■ **Work to complete**: Rewrite the entries from the very first line through the line that contains "positive clicks: (77, 89) (19, 157)", changing each "clicks" to "points" and leaving everything else the same.

■ **Task input**:
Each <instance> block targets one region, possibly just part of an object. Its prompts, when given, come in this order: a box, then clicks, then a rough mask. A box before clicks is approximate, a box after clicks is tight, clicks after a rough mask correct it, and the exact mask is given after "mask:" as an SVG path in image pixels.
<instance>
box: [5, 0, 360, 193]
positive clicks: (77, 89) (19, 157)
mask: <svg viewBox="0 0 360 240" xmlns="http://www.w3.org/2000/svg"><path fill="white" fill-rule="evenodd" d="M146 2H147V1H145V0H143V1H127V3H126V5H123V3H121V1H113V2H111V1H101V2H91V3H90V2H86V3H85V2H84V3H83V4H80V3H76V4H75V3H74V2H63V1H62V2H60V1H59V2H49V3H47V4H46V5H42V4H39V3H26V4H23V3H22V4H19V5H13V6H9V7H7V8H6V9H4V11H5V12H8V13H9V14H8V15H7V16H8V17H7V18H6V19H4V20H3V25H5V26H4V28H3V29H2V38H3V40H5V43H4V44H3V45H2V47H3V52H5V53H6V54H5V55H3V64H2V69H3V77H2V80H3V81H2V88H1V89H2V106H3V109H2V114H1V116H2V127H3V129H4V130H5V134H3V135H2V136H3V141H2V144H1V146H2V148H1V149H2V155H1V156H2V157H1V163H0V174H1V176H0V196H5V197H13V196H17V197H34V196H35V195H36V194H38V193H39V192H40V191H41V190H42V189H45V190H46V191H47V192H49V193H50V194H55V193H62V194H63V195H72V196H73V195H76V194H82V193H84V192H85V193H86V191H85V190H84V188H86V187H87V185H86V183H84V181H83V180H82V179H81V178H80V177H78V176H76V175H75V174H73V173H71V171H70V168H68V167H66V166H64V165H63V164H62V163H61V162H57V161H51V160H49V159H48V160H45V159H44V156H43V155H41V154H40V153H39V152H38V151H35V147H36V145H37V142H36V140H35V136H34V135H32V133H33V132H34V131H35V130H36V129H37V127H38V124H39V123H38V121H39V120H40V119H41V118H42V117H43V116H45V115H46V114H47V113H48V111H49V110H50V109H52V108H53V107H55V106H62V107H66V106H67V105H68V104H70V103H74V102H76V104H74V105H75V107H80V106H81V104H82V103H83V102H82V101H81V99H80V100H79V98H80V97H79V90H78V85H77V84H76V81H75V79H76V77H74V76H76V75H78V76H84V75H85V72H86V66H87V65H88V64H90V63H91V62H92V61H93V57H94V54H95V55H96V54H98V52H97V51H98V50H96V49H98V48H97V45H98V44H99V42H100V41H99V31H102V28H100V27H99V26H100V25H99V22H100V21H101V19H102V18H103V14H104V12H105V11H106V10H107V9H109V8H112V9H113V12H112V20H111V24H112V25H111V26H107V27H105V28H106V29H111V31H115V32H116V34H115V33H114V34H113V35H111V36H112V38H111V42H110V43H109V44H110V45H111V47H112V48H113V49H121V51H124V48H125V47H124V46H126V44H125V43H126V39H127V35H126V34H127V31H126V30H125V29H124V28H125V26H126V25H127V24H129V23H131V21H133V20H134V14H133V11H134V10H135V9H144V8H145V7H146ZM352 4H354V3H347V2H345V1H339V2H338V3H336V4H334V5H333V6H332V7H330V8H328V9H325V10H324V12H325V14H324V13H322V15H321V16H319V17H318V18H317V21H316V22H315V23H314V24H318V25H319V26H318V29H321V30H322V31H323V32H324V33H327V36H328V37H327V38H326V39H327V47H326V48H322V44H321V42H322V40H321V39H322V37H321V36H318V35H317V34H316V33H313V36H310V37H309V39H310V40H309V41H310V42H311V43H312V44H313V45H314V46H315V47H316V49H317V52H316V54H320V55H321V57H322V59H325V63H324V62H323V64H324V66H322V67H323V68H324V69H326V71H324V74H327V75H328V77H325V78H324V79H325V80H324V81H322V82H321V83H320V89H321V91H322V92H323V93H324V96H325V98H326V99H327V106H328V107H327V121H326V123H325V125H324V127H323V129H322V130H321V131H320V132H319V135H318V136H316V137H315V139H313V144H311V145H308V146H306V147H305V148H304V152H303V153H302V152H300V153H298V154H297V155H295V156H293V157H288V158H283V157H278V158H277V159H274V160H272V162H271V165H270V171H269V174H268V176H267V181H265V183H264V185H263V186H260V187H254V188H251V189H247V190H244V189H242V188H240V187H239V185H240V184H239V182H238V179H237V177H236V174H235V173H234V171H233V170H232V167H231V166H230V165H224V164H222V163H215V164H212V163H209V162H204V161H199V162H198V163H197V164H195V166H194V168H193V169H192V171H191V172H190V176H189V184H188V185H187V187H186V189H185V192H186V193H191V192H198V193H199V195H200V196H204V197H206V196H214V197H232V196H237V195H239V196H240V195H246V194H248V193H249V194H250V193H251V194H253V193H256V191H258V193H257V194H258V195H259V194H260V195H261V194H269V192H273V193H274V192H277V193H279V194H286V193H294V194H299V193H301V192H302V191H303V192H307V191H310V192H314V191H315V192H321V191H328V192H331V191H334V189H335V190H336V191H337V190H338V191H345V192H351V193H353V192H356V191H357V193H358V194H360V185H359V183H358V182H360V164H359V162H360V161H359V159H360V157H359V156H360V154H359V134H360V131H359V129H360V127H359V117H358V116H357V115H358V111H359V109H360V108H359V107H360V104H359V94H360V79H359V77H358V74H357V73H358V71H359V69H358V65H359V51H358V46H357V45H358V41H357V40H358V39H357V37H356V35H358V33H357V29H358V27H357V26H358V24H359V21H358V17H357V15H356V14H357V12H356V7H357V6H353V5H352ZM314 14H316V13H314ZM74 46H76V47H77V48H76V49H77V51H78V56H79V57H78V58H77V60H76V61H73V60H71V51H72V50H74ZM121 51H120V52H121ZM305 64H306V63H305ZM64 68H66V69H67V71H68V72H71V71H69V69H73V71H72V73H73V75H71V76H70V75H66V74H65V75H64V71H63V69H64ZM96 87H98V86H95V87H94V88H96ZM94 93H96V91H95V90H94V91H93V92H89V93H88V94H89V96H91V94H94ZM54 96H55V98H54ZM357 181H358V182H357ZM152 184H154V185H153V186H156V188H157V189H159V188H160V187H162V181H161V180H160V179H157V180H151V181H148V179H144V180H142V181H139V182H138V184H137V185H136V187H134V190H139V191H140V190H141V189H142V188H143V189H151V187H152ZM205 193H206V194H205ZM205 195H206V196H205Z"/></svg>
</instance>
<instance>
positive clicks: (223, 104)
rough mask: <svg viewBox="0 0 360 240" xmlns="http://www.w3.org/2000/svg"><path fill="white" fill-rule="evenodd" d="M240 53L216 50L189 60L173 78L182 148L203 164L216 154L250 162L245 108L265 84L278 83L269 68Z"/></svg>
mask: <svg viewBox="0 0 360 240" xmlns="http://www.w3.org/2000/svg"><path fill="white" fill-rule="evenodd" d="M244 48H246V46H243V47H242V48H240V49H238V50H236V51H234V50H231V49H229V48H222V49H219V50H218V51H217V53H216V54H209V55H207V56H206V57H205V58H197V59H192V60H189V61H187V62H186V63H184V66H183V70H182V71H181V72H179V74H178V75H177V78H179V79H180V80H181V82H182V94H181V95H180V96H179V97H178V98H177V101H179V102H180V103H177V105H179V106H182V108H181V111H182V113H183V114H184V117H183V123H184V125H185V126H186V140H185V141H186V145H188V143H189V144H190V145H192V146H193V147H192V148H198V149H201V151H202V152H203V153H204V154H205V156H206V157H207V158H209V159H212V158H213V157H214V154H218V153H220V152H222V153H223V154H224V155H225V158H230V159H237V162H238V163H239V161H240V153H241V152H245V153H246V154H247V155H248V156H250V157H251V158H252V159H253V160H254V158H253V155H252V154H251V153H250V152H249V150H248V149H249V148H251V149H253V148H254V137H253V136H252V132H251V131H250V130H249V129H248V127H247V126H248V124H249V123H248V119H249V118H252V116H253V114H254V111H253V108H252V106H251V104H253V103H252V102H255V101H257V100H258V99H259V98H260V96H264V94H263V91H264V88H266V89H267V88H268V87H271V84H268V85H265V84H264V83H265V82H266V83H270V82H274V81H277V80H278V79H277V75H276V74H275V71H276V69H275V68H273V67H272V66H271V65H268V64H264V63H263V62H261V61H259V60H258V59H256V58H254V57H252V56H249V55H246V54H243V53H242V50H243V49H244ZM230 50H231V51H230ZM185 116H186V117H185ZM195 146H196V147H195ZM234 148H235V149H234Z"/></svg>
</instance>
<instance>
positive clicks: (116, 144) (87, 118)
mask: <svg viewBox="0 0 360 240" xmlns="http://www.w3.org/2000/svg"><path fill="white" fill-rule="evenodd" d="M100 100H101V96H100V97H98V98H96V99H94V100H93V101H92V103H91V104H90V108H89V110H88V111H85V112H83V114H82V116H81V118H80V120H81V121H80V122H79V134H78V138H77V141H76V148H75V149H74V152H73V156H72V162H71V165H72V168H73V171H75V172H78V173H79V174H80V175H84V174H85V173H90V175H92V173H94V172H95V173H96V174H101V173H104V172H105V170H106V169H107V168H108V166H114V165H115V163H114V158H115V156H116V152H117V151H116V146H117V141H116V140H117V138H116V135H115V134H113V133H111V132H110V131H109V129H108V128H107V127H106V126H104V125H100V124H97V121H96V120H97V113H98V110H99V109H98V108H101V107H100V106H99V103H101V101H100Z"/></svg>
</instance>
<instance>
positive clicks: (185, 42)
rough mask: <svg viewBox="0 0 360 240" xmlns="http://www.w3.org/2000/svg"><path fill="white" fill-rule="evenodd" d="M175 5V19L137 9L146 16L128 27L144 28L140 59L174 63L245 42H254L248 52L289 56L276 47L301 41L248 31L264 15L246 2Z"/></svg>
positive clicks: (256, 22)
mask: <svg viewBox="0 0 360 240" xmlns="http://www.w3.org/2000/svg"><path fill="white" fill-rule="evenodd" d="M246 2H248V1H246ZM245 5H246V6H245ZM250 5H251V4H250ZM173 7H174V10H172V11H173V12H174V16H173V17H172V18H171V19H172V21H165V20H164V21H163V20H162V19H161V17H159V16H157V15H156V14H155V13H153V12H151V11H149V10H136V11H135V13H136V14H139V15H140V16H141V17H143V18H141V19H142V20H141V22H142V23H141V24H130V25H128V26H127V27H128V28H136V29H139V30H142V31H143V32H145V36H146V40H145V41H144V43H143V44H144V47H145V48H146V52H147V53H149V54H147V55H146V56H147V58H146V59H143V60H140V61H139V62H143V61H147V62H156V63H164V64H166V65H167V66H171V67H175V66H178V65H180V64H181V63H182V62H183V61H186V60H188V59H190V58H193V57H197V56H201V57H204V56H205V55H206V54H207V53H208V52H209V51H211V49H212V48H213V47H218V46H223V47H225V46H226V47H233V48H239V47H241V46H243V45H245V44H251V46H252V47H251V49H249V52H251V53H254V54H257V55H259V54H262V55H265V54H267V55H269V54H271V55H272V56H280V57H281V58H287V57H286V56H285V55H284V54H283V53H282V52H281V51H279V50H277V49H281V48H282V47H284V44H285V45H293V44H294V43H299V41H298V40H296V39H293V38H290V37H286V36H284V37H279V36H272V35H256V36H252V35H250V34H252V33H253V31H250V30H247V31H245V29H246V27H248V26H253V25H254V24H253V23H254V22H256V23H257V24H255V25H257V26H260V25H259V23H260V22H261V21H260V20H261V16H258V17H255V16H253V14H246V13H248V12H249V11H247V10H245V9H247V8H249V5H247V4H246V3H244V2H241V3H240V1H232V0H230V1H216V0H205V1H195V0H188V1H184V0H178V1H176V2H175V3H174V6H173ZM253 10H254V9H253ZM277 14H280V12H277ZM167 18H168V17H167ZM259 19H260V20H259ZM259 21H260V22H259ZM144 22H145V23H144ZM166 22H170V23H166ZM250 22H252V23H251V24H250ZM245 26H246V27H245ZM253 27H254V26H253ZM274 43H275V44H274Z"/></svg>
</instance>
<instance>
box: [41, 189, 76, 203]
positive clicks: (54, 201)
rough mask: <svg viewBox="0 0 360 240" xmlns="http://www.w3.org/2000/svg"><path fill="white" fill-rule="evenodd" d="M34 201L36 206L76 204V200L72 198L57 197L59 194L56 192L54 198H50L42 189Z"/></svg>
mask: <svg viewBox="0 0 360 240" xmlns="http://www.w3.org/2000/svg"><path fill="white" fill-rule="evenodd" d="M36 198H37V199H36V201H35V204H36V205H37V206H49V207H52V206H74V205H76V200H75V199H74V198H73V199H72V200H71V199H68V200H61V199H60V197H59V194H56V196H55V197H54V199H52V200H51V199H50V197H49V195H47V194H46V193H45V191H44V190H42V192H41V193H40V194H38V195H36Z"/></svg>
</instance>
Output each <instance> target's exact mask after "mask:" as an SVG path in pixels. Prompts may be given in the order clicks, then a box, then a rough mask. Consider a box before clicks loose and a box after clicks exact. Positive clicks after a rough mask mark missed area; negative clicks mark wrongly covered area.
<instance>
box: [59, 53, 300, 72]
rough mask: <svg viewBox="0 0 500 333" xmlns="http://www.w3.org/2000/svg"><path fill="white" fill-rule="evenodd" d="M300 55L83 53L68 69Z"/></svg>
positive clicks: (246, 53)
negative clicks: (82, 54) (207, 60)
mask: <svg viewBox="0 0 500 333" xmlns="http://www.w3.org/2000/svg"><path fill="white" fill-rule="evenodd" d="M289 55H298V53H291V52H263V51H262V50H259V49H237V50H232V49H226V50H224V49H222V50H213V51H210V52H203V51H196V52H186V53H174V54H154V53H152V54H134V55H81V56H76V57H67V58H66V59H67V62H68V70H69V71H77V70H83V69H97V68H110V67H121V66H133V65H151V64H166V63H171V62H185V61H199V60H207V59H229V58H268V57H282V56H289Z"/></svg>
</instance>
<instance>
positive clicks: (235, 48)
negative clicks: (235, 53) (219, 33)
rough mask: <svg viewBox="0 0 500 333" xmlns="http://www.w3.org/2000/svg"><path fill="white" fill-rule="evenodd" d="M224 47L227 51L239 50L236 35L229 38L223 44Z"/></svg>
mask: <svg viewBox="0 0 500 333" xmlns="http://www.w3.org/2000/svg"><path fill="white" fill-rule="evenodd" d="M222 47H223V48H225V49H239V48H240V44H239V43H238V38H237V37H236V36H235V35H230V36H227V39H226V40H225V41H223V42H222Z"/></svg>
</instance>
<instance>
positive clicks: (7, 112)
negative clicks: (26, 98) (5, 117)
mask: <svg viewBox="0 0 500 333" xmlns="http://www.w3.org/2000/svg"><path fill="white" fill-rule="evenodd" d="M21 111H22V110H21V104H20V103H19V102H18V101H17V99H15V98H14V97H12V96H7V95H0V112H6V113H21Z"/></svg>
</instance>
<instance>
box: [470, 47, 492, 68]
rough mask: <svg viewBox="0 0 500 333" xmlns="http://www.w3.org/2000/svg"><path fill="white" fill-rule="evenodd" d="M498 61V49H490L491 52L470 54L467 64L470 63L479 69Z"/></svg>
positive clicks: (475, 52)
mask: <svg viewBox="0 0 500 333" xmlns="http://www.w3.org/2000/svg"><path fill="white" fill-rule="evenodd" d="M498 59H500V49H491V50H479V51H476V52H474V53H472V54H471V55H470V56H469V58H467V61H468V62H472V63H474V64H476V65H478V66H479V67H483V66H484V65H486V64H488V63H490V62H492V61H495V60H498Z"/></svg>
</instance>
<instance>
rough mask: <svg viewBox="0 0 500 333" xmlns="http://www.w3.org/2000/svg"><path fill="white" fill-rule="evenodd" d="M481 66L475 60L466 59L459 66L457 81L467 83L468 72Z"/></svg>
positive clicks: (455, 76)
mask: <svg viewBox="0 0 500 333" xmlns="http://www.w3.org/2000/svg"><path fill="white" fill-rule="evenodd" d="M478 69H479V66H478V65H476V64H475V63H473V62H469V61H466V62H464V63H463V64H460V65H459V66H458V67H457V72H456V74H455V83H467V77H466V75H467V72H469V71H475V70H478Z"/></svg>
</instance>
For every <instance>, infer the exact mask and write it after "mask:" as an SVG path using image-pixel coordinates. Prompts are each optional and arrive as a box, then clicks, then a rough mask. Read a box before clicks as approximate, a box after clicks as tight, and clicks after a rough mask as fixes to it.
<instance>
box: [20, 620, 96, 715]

■ **Result below**:
Each <instance> block targets one region, possibly just part of an object. Its prompts, when given, come in this order: a box, then points, then a rough mask. A box before points is approximate, a box after points is tight, points after a rough mask correct it, and the exact mask is given after "mask:" as an SVG path in image pixels.
<instance>
box: [5, 0, 360, 193]
positive points: (77, 89) (19, 157)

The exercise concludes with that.